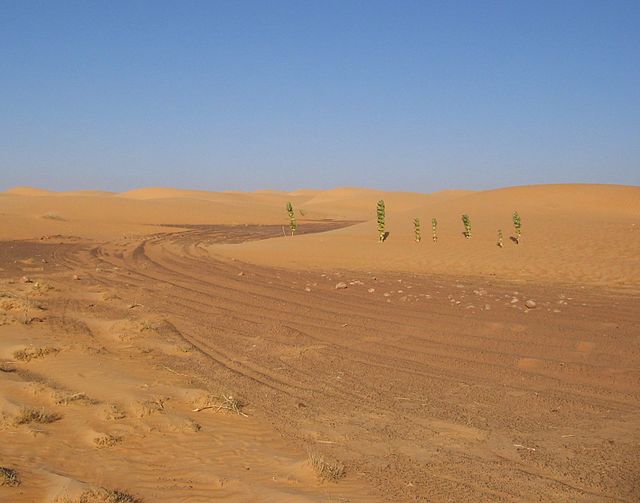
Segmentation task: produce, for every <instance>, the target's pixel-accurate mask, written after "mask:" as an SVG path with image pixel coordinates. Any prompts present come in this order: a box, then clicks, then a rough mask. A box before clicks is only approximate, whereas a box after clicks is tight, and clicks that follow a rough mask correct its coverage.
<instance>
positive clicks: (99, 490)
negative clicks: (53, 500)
mask: <svg viewBox="0 0 640 503" xmlns="http://www.w3.org/2000/svg"><path fill="white" fill-rule="evenodd" d="M55 503H142V500H141V499H139V498H136V497H135V496H132V495H131V494H128V493H126V492H124V491H118V490H113V489H105V488H104V487H102V488H100V489H92V490H89V491H84V492H83V493H82V494H81V495H80V496H79V497H78V498H73V499H71V498H69V497H62V498H57V499H56V500H55Z"/></svg>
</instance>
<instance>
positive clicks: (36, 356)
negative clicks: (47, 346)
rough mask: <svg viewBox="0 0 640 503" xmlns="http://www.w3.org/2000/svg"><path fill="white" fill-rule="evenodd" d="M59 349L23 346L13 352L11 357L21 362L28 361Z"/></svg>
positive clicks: (55, 348) (25, 362)
mask: <svg viewBox="0 0 640 503" xmlns="http://www.w3.org/2000/svg"><path fill="white" fill-rule="evenodd" d="M58 351H60V350H59V349H58V348H50V347H43V348H24V349H19V350H18V351H15V352H14V353H13V357H14V358H15V359H16V360H18V361H21V362H25V363H26V362H30V361H31V360H34V359H36V358H44V357H45V356H47V355H50V354H55V353H57V352H58Z"/></svg>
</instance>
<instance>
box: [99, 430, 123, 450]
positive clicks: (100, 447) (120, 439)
mask: <svg viewBox="0 0 640 503" xmlns="http://www.w3.org/2000/svg"><path fill="white" fill-rule="evenodd" d="M120 442H122V437H119V436H117V435H109V434H108V433H105V434H103V435H100V436H98V437H96V438H94V439H93V443H94V444H96V447H98V449H102V448H104V447H113V446H114V445H117V444H119V443H120Z"/></svg>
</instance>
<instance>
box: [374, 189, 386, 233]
mask: <svg viewBox="0 0 640 503" xmlns="http://www.w3.org/2000/svg"><path fill="white" fill-rule="evenodd" d="M376 216H377V222H378V241H379V242H380V243H382V242H384V240H385V239H386V238H387V233H386V232H385V225H386V223H385V219H386V210H385V207H384V200H383V199H380V201H378V206H377V208H376Z"/></svg>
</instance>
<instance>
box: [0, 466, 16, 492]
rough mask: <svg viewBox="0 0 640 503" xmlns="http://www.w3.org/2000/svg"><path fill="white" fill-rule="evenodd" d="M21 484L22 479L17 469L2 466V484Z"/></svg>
mask: <svg viewBox="0 0 640 503" xmlns="http://www.w3.org/2000/svg"><path fill="white" fill-rule="evenodd" d="M19 485H20V479H19V478H18V474H17V473H16V471H15V470H12V469H11V468H5V467H4V466H0V486H6V487H16V486H19Z"/></svg>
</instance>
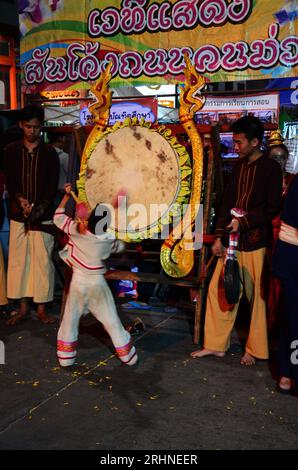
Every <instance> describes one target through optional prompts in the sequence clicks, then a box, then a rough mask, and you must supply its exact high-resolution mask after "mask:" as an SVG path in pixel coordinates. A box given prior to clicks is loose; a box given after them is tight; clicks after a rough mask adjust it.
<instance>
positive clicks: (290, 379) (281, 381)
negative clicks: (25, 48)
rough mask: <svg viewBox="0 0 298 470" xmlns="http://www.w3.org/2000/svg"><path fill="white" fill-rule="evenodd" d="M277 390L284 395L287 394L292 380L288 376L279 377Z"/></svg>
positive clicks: (290, 385) (286, 394) (288, 390)
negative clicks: (284, 376)
mask: <svg viewBox="0 0 298 470" xmlns="http://www.w3.org/2000/svg"><path fill="white" fill-rule="evenodd" d="M277 391H278V392H279V393H283V394H285V395H289V394H290V393H291V391H292V381H291V379H290V378H288V377H281V379H280V381H279V383H278V385H277Z"/></svg>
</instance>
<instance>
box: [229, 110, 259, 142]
mask: <svg viewBox="0 0 298 470" xmlns="http://www.w3.org/2000/svg"><path fill="white" fill-rule="evenodd" d="M231 131H232V132H233V133H234V134H245V136H246V138H247V139H248V140H252V139H258V141H259V143H260V144H261V143H262V140H263V137H264V126H263V124H262V122H261V121H260V119H259V118H257V117H255V116H243V117H242V118H240V119H238V120H237V121H235V122H233V124H232V126H231Z"/></svg>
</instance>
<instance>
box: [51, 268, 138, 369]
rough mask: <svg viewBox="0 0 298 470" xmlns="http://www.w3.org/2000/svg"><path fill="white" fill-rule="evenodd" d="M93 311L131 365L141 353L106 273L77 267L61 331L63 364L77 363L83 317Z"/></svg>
mask: <svg viewBox="0 0 298 470" xmlns="http://www.w3.org/2000/svg"><path fill="white" fill-rule="evenodd" d="M87 312H91V313H92V314H93V315H94V316H95V318H96V319H97V320H98V321H100V322H101V323H102V324H103V326H104V328H105V330H106V331H107V333H108V334H109V335H110V337H111V340H112V342H113V345H114V347H115V349H116V353H117V356H118V357H119V359H120V360H121V361H122V362H123V363H124V364H127V365H130V366H131V365H133V364H135V363H136V362H137V360H138V356H137V353H136V349H135V347H134V346H133V345H132V343H131V337H130V334H129V333H128V331H126V330H125V328H124V327H123V325H122V323H121V321H120V319H119V316H118V313H117V310H116V306H115V302H114V299H113V296H112V294H111V291H110V289H109V286H108V285H107V283H106V280H105V278H104V276H103V275H102V274H91V275H89V274H85V273H84V272H82V271H79V270H74V271H73V275H72V279H71V284H70V288H69V292H68V296H67V300H66V305H65V310H64V315H63V319H62V323H61V325H60V328H59V331H58V338H57V356H58V360H59V363H60V365H61V366H62V367H66V366H71V365H73V364H74V362H75V360H76V355H77V344H78V341H77V340H78V331H79V323H80V319H81V316H82V315H83V314H84V313H87Z"/></svg>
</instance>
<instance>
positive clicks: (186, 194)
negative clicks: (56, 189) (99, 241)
mask: <svg viewBox="0 0 298 470" xmlns="http://www.w3.org/2000/svg"><path fill="white" fill-rule="evenodd" d="M191 172H192V170H191V161H190V157H189V155H188V153H187V151H186V149H185V147H184V146H182V145H180V144H179V142H178V141H177V139H176V137H174V136H173V135H172V134H171V131H170V130H169V129H167V128H165V127H164V126H160V127H158V128H152V127H151V123H146V122H145V121H141V122H138V121H137V120H131V119H127V120H126V121H125V122H124V123H123V124H120V123H117V124H116V125H115V126H114V127H112V128H107V129H106V130H105V131H101V130H100V129H96V128H95V129H93V131H92V133H91V134H90V136H89V138H88V141H87V143H86V145H85V149H84V154H83V158H82V163H81V171H80V179H79V181H78V189H79V198H80V199H82V200H87V201H88V203H89V205H90V207H91V208H94V207H95V206H96V205H97V204H99V203H103V204H105V205H109V204H110V205H111V206H112V205H113V204H114V203H115V197H116V196H117V194H120V193H121V194H122V195H124V194H125V195H126V199H125V200H124V203H125V205H126V207H125V223H124V220H123V214H122V217H115V218H114V217H113V218H112V223H111V229H112V230H113V231H115V232H116V233H117V236H118V237H119V238H122V239H123V240H125V241H140V240H142V239H145V238H153V237H154V236H156V234H158V233H160V232H161V231H162V229H163V227H165V226H169V225H170V224H171V223H172V220H173V216H175V215H176V216H178V214H179V213H181V211H182V206H183V204H186V203H187V202H188V200H189V196H190V191H191ZM122 208H123V207H122ZM120 219H121V220H120Z"/></svg>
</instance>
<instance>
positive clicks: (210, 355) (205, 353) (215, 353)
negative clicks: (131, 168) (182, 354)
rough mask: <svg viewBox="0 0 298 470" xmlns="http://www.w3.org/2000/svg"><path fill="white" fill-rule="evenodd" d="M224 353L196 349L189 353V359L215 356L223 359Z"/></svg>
mask: <svg viewBox="0 0 298 470" xmlns="http://www.w3.org/2000/svg"><path fill="white" fill-rule="evenodd" d="M225 354H226V353H225V352H224V351H213V350H212V349H205V348H204V349H198V350H197V351H193V352H192V353H190V356H191V357H194V358H196V357H204V356H216V357H224V356H225Z"/></svg>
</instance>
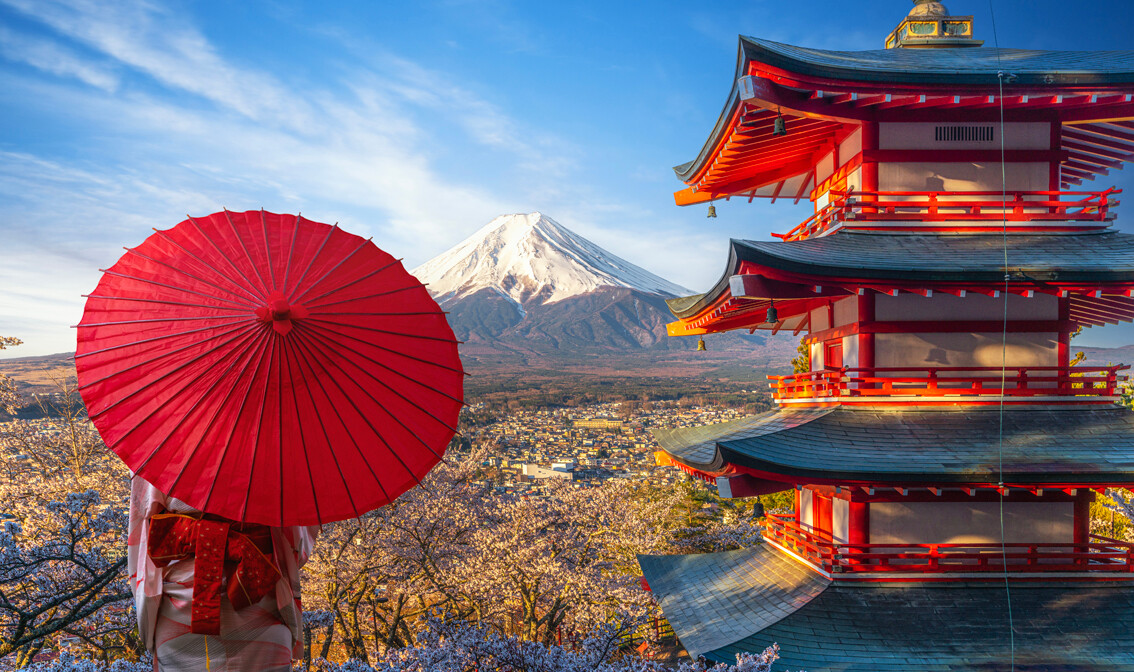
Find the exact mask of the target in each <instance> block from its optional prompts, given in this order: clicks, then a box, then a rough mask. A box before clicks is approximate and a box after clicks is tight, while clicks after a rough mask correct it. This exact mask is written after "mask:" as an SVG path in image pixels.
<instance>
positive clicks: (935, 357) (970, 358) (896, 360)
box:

== == ==

REQUIRED WORK:
Convert the lines above into a numbered list, from the start of the records through the line containing "negative clicks: (53, 500)", both ends included. Leave out blank lines and pictures.

EXPECTED OUTPUT:
1. Segmentation task: produce, for every <instance>, the target's pixel-accurate mask, written after "mask:" as an SVG path with image pixel coordinates. Any prompts present come in this order: a box, then clicks, then a rough mask. A box before clicks is only approximate, whereas a box after clicks is tight, and clicks that follow a rough mask correct its coverage.
2. <instance>
3. positive clicks: (99, 490)
4. negative clicks: (53, 500)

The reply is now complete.